### REQUIREMENTS:
Reproduce every line of the records below word for word, omitting the pictures.

### INPUT ROWS:
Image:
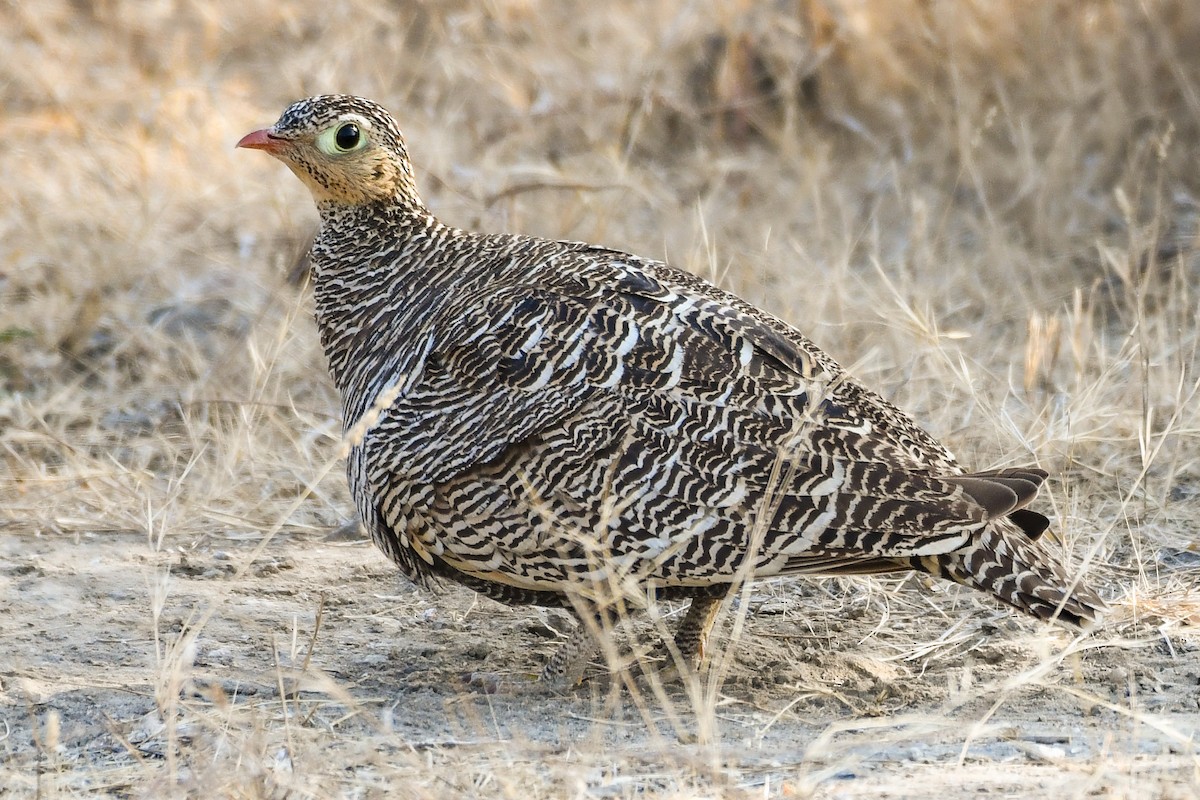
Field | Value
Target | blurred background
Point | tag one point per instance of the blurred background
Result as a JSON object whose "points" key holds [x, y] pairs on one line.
{"points": [[985, 209]]}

### RESULT:
Image:
Field | Value
Target | blurred background
Point | tag one point per instance of the blurred background
Result as a JSON object whose "points" key holds [x, y] pairs on one line.
{"points": [[985, 209]]}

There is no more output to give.